[Activity]
Below are records; report how many of their lines contain the word "artwork", giving only the number.
____ Stored data
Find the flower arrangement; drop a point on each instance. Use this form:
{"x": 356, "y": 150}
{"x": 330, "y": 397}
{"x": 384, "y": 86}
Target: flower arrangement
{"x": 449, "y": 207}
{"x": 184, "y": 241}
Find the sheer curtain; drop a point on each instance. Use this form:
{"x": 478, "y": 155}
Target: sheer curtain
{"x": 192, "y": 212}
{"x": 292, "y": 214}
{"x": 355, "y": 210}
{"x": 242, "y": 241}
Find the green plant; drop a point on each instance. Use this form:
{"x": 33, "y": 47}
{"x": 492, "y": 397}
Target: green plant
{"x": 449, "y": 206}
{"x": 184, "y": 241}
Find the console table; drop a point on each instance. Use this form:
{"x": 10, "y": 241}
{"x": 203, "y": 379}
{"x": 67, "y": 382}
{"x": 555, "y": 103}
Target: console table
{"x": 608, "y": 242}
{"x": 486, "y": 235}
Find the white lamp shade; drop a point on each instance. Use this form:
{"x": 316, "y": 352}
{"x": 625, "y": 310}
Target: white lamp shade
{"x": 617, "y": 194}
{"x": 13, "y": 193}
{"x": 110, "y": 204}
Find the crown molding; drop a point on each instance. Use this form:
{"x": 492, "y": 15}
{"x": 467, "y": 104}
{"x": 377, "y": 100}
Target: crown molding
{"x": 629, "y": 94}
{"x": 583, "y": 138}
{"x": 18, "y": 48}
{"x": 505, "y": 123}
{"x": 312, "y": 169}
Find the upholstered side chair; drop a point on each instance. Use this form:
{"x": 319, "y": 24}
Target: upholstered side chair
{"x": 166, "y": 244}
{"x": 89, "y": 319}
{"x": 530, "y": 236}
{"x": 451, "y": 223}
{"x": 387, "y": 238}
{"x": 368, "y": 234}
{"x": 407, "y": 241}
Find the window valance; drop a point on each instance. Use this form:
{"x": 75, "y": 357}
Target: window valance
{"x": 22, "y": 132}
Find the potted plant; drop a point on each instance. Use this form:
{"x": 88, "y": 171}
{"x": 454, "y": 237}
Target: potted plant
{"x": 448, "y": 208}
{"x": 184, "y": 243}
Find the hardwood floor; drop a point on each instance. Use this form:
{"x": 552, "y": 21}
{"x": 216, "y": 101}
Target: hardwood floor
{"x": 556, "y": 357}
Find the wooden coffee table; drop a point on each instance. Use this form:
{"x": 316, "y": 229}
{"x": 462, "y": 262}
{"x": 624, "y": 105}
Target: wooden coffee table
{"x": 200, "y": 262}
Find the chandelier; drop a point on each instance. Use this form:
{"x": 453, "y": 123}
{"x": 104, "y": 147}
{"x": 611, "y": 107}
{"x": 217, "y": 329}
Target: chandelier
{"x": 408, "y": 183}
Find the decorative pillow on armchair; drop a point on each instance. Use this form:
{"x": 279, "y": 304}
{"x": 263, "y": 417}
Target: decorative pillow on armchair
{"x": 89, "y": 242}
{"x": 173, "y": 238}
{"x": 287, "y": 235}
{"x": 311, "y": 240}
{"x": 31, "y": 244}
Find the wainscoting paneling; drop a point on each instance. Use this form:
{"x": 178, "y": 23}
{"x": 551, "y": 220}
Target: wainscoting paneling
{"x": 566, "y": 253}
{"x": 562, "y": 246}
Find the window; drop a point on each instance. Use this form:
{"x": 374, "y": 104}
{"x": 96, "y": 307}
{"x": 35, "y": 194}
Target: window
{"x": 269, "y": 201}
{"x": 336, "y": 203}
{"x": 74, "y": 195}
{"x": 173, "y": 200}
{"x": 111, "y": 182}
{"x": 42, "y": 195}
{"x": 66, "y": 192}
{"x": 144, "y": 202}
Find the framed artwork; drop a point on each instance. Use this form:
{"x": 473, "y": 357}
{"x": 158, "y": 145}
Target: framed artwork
________
[Task response]
2